## Provided data
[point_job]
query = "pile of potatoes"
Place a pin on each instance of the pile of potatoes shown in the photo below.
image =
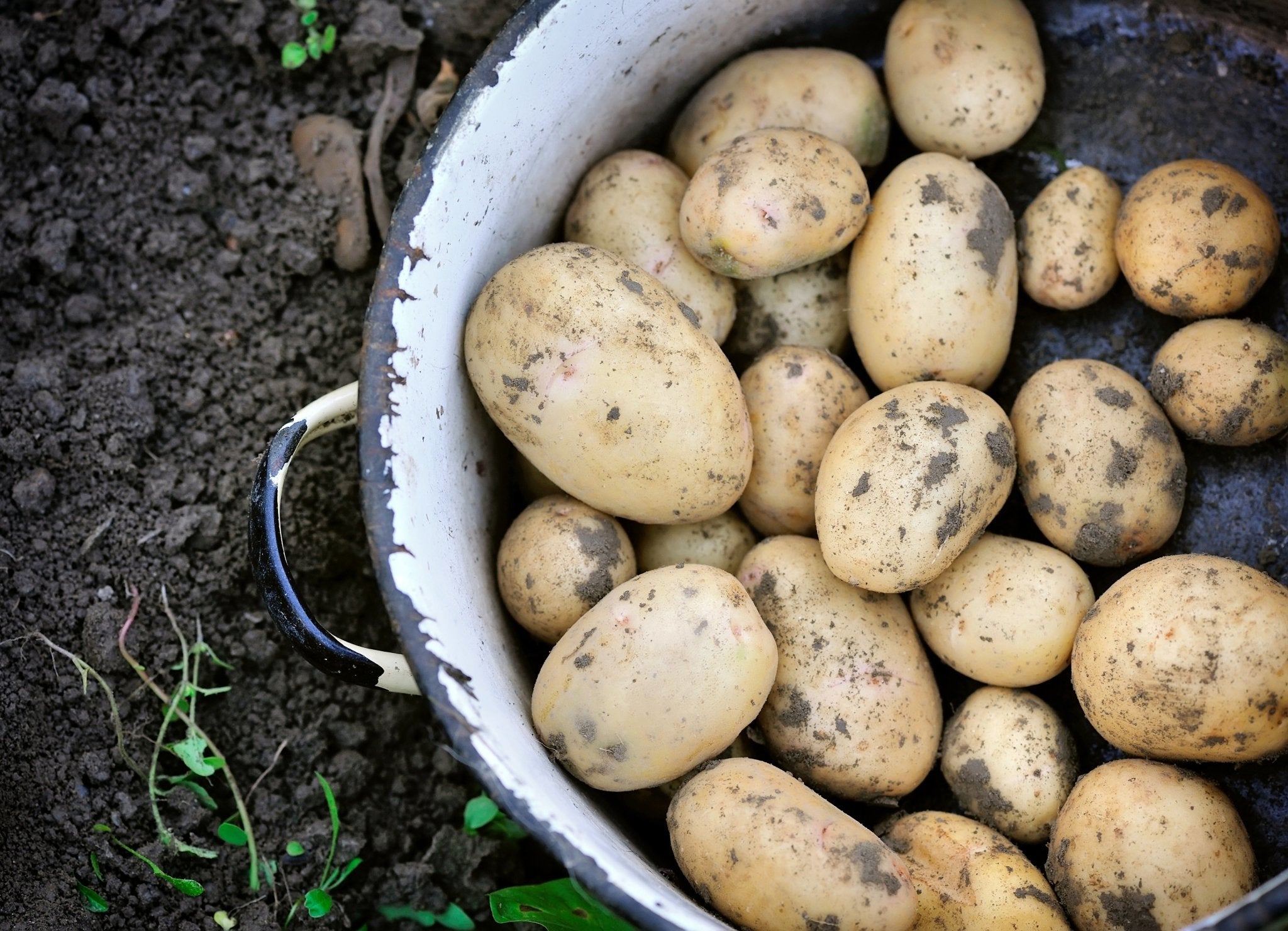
(715, 557)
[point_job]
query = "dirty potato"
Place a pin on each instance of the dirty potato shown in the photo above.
(630, 205)
(1005, 612)
(1067, 240)
(1101, 469)
(854, 710)
(969, 878)
(1184, 659)
(822, 91)
(606, 382)
(772, 856)
(683, 643)
(770, 201)
(933, 277)
(909, 481)
(557, 560)
(1224, 381)
(796, 398)
(1196, 238)
(1145, 845)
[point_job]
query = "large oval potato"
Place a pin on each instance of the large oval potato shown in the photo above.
(683, 643)
(772, 856)
(1101, 469)
(909, 481)
(1145, 845)
(969, 878)
(796, 398)
(770, 201)
(1184, 659)
(965, 76)
(630, 205)
(854, 710)
(822, 91)
(934, 280)
(604, 381)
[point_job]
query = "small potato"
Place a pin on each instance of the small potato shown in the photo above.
(969, 878)
(1196, 238)
(1145, 845)
(965, 76)
(1224, 381)
(1010, 761)
(720, 541)
(796, 399)
(1184, 659)
(772, 856)
(557, 560)
(1005, 612)
(854, 710)
(658, 676)
(933, 277)
(770, 201)
(1067, 240)
(822, 91)
(630, 205)
(909, 481)
(1101, 469)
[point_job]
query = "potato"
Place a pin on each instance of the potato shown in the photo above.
(933, 277)
(770, 856)
(1145, 845)
(1101, 469)
(630, 205)
(1224, 381)
(658, 676)
(822, 91)
(854, 710)
(770, 201)
(557, 560)
(1010, 761)
(796, 398)
(1184, 659)
(1067, 240)
(720, 541)
(1196, 238)
(604, 381)
(965, 76)
(909, 481)
(969, 878)
(1005, 612)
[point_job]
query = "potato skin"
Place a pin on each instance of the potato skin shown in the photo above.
(822, 91)
(1224, 381)
(1196, 238)
(1101, 469)
(1183, 659)
(854, 710)
(965, 76)
(1146, 845)
(772, 856)
(683, 642)
(1005, 612)
(969, 878)
(604, 381)
(796, 398)
(630, 205)
(1067, 240)
(909, 481)
(770, 201)
(558, 559)
(934, 280)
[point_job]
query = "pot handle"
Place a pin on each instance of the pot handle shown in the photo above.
(345, 661)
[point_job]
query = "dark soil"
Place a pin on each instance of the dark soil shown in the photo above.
(168, 302)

## Exercise instructions
Print the listing verbatim; no pictures.

## Exercise output
[point_job]
query = "pile of potatoes"
Place a pin on each instance of the pile of potatoes shown in the photo below.
image =
(715, 557)
[point_job]
query = "dirty potato"
Place a pin on each instance of the dirty potato shown in the photo above.
(630, 205)
(1005, 612)
(1067, 240)
(1101, 469)
(854, 710)
(969, 878)
(1184, 659)
(822, 91)
(606, 382)
(772, 856)
(683, 643)
(770, 201)
(933, 277)
(909, 481)
(557, 560)
(1224, 381)
(796, 398)
(1196, 238)
(1145, 845)
[point_job]
query = "large oval potato"
Place a pin on each instance of the large oval potato shown in the photo above.
(683, 643)
(772, 856)
(1101, 469)
(909, 481)
(1145, 845)
(969, 878)
(796, 398)
(770, 201)
(1184, 659)
(965, 76)
(630, 205)
(854, 710)
(822, 91)
(934, 280)
(604, 381)
[point_job]
query = "small potato"
Place a pin on each instance of the small potato shown in the photo above.
(969, 878)
(1196, 238)
(1145, 845)
(965, 76)
(1224, 381)
(1010, 761)
(720, 541)
(796, 399)
(1184, 659)
(772, 856)
(557, 560)
(1005, 612)
(854, 710)
(658, 676)
(933, 277)
(770, 201)
(1067, 240)
(822, 91)
(630, 205)
(909, 481)
(1101, 469)
[point_job]
query = "potato"
Place a pin on each instance of the potato shown in the photo above.
(933, 277)
(770, 856)
(1145, 845)
(1101, 469)
(630, 205)
(1224, 381)
(658, 676)
(822, 91)
(854, 710)
(770, 201)
(557, 560)
(1010, 761)
(796, 398)
(1184, 659)
(1067, 240)
(720, 541)
(1196, 238)
(604, 381)
(965, 76)
(909, 481)
(969, 878)
(1005, 612)
[point_job]
query = "potato skin"
Place a pin on each instance of the potato skin shown in the photo above.
(822, 91)
(1224, 381)
(1196, 238)
(1101, 469)
(1183, 659)
(854, 710)
(965, 76)
(1146, 845)
(772, 856)
(683, 642)
(1005, 612)
(969, 878)
(604, 381)
(796, 398)
(630, 205)
(1067, 240)
(909, 481)
(770, 201)
(558, 559)
(934, 280)
[point_job]
query = "pot handle"
Place a pin on each instance of the pot handle shown in the photo above.
(345, 661)
[point_job]
query = "dark soil"
Place a pin on each instance of the dark soil shown in the photo above.
(168, 302)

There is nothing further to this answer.